The request
Can you edit the listing below so that every "Target" becomes "Object", with nothing else changed?

Data extract
# # #

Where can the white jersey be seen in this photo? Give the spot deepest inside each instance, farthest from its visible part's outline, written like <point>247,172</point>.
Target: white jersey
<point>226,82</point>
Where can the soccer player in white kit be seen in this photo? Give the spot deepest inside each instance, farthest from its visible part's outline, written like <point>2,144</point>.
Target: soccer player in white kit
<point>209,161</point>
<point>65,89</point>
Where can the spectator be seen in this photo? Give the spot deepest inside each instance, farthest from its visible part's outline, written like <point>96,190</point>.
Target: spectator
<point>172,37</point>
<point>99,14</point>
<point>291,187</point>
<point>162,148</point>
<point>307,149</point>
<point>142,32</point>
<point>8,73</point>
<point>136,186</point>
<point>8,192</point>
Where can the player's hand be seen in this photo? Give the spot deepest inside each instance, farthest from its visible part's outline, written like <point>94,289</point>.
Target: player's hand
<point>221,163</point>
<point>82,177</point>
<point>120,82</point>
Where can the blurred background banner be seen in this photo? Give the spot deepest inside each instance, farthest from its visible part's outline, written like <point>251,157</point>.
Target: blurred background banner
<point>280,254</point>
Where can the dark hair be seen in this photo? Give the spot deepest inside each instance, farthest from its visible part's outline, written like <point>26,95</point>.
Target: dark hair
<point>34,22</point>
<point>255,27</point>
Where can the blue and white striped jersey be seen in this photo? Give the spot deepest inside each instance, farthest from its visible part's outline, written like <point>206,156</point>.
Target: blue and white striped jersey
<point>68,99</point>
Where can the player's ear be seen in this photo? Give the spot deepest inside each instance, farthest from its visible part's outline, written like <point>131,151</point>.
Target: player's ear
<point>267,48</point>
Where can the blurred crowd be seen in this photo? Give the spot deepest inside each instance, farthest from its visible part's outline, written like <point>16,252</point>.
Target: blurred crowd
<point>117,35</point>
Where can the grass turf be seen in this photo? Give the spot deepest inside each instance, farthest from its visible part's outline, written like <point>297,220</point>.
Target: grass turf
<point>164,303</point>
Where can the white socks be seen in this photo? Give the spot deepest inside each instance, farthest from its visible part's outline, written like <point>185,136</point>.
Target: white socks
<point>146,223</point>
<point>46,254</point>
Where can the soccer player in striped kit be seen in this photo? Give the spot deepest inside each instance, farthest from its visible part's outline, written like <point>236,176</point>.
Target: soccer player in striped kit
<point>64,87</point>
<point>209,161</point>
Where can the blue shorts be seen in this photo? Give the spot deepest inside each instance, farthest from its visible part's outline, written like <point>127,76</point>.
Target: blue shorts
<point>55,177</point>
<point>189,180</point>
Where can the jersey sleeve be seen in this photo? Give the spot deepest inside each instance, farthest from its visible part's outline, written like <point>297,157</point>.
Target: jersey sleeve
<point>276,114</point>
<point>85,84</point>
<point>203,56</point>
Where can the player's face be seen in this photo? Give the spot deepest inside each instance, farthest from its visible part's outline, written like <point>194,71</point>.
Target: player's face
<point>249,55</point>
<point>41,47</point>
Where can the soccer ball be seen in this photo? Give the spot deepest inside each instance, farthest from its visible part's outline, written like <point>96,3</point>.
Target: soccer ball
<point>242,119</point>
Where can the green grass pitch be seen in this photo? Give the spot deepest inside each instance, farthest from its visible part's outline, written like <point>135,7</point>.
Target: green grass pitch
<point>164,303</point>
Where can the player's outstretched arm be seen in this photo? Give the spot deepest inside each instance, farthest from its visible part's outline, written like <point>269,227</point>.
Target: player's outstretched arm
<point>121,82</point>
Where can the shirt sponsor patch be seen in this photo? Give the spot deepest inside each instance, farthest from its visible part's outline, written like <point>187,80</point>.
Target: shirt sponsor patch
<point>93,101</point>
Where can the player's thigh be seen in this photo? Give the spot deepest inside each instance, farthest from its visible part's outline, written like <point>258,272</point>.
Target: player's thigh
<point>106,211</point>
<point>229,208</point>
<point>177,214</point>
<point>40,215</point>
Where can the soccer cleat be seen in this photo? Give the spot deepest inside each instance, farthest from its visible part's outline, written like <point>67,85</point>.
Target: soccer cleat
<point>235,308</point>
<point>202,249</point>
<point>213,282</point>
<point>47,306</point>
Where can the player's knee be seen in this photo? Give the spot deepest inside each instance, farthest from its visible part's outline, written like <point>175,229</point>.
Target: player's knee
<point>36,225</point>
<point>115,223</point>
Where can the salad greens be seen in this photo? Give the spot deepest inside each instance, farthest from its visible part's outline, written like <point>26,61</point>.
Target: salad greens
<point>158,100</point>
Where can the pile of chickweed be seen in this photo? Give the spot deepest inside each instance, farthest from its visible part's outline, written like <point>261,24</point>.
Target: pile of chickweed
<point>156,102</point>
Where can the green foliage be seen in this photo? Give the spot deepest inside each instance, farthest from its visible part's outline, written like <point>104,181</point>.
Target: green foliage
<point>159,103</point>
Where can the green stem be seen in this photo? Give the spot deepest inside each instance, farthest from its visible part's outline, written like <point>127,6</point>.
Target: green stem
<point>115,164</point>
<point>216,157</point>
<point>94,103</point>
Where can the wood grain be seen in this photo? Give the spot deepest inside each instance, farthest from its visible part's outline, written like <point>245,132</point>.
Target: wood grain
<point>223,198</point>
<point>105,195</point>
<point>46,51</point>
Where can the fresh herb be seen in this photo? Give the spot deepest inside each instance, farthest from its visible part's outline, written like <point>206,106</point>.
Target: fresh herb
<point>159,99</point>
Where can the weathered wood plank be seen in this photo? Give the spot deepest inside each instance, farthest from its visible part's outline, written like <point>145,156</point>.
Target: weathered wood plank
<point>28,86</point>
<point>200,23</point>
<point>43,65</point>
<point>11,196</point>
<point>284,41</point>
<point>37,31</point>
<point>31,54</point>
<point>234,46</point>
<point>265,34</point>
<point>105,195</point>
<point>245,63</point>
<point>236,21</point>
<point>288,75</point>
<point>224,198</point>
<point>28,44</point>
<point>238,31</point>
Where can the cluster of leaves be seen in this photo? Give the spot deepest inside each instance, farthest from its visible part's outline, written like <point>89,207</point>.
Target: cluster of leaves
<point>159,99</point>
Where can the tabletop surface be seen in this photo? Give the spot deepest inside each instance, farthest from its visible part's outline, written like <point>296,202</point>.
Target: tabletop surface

# # #

Result of this task
Where can the white jersey be seen in this photo? Give the spot deepest inside each instance, farthest from its visible part's outline, written like <point>247,172</point>.
Object: white jersey
<point>226,82</point>
Where can the soccer player in white kit be seen in this photo? Give the spot deepest inside each instance, farthest from its visible part's outline, written like <point>2,144</point>.
Object: soccer player in white kit
<point>209,161</point>
<point>65,89</point>
Where can the spectator be seen in this photo? Give the spot deepest inside each instance, farthest from its visible part's outline, written like <point>96,190</point>.
Object: spectator
<point>172,37</point>
<point>99,14</point>
<point>291,187</point>
<point>162,148</point>
<point>307,149</point>
<point>142,32</point>
<point>8,73</point>
<point>136,186</point>
<point>8,192</point>
Where can the player's hand be seen in this photo? Give the spot deepest inside each instance, farthest from its visible part's outline, written like <point>94,289</point>.
Object: player's hand
<point>221,163</point>
<point>82,177</point>
<point>120,82</point>
Where can the blurred background banner be seen in this photo? Give the spot deepest inside each instance, farthest from its visible part's outline, written like <point>251,157</point>.
Object: blurred background banner
<point>280,254</point>
Where can the dark hair be seen in this photo? Give the spot deepest inside each instance, farthest from its visible part's outline, written like <point>26,95</point>.
Object: dark hair
<point>34,22</point>
<point>255,27</point>
Where can the blue and white striped jersey be seen in this photo? Give the spot deepest inside each instance, farthest from its visible part's outline, written like <point>206,156</point>.
Object: blue and white striped jersey
<point>68,99</point>
Where can the player's ear be seen in this photo? Give the spot deepest inside each instance, farthest from its visible part's outline, written like <point>131,151</point>.
Object: player's ear
<point>267,48</point>
Where can the blurred crowd be seen in this photo? Give the spot deepest inside each instance, farthest from its visible part's outline, written like <point>16,252</point>.
Object: blurred crowd
<point>117,35</point>
Where can the grass turf be seen in this photo? Give the spot deepest inside each instance, farthest from its visible part's outline, written like <point>297,220</point>.
Object: grass turf
<point>164,303</point>
Where can the white socks be seen in this photo? Give the spot deepest inside each instance, farthest from its visible part's outline, written like <point>185,136</point>.
Object: white socks
<point>146,223</point>
<point>46,254</point>
Where can the soccer player in striped kit be seen in this photo? Give the spot deepest inside each instance, farthest from its visible part's outline, written like <point>236,176</point>.
Object: soccer player in striped kit
<point>64,87</point>
<point>209,161</point>
Where can the blue shorts be seen in this photo? Give the spot deepest inside each instance, farthest from its visible part's outline, written like <point>127,76</point>.
Object: blue shorts
<point>55,177</point>
<point>189,180</point>
Where can the jersey sleeve be seen in this photo? Give the spot deepest inside each instance, farthest from its visible part's outline, written like <point>297,157</point>.
Object: jersey sleeve
<point>276,114</point>
<point>85,84</point>
<point>203,56</point>
Where can the player's face be seen in this photo? Give the spot deepest inside each instance, farthest from its visible part's outline, written like <point>194,71</point>.
Object: player's face
<point>249,55</point>
<point>41,47</point>
Where can the soccer ball be seen in this photo? Give the spot deepest inside each instance, farthest from its visible part's outline, written like <point>96,3</point>.
Object: soccer ball
<point>242,119</point>
Where can the green grass pitch be seen in this photo? Give the spot deepest inside each instance, farthest from its visible part's outline, written like <point>135,7</point>.
Object: green grass pitch
<point>164,303</point>
Where can the player's outstretched arm be seen in this photo? Give the spot deepest inside each instance, farthest from its visible part's outline, written like <point>269,227</point>.
Object: player's outstretched arm
<point>121,82</point>
Where can the shirt sponsor patch be seen in this photo? Give the spot deepest inside each instance, farthest from its visible part's outline, written like <point>187,80</point>.
Object: shirt sponsor patch
<point>93,101</point>
Where can the player's thigh be seen in this photo? Give the spot deepest inside each instance, farthest from its visible part's outline, written like <point>258,272</point>.
Object: player's thigh
<point>106,211</point>
<point>229,208</point>
<point>177,214</point>
<point>40,215</point>
Where can the soccer cleat be seen in this photo? Give the spot deepest inside each instance, farthest from its visible part's outline, written like <point>67,85</point>.
Object: soccer cleat
<point>235,308</point>
<point>202,249</point>
<point>213,282</point>
<point>47,306</point>
Where can the player's knee be seen in this photo? Give the spot deepest inside each instance, farthest from its visible part's outline, written like <point>175,229</point>.
Object: player's knee
<point>36,225</point>
<point>115,223</point>
Where can the salad greens be seen in this photo? Give the spot deepest inside each instance, farthest from its visible part's outline, written like <point>26,61</point>.
Object: salad greens
<point>158,100</point>
Where can the pile of chickweed be seen in this photo? Give the spot deepest inside each instance, farthest from its visible part's outline, written like <point>261,24</point>.
Object: pile of chickweed
<point>156,102</point>
Where can the green foliage be seen in this photo? Give the spot deepest inside each instance, farthest from its visible part's outline, written like <point>104,181</point>.
Object: green foliage
<point>159,103</point>
Where can the green stem be seen in this photo? Give the spot deepest inside each instance, farthest from its visible part's outline, written like <point>127,6</point>.
Object: green stem
<point>115,164</point>
<point>216,157</point>
<point>94,103</point>
Where can the wood grain be seen in this photo? Give the spot deepest inside each instance, farthest from its visible part's outline, written like <point>245,132</point>.
Object: wood grain
<point>223,198</point>
<point>105,195</point>
<point>46,51</point>
Where can the fresh herb be seen in this photo? Give the spot deepest inside each instance, farthest from its visible part's outline, written like <point>206,106</point>.
Object: fresh herb
<point>159,99</point>
Where can the weathered wood plank be seen in this photo? Give the spot deepest inside each instance, farthest from its visible part's outline, written like <point>145,156</point>.
Object: weathered wood plank
<point>28,86</point>
<point>200,23</point>
<point>43,65</point>
<point>11,196</point>
<point>284,41</point>
<point>37,31</point>
<point>31,54</point>
<point>234,46</point>
<point>265,34</point>
<point>105,195</point>
<point>245,63</point>
<point>236,21</point>
<point>288,75</point>
<point>224,198</point>
<point>28,44</point>
<point>238,31</point>
Where can the cluster of leaves be seen in this photo? Give the spot deepest inside each instance, farthest from its visible part's outline, written like <point>89,207</point>.
Object: cluster of leaves
<point>159,99</point>
Where can the tabletop surface be seen in this photo? Give the spot deepest inside each instance, farthest from its visible part's outline, written like <point>296,202</point>.
Object: tabletop surface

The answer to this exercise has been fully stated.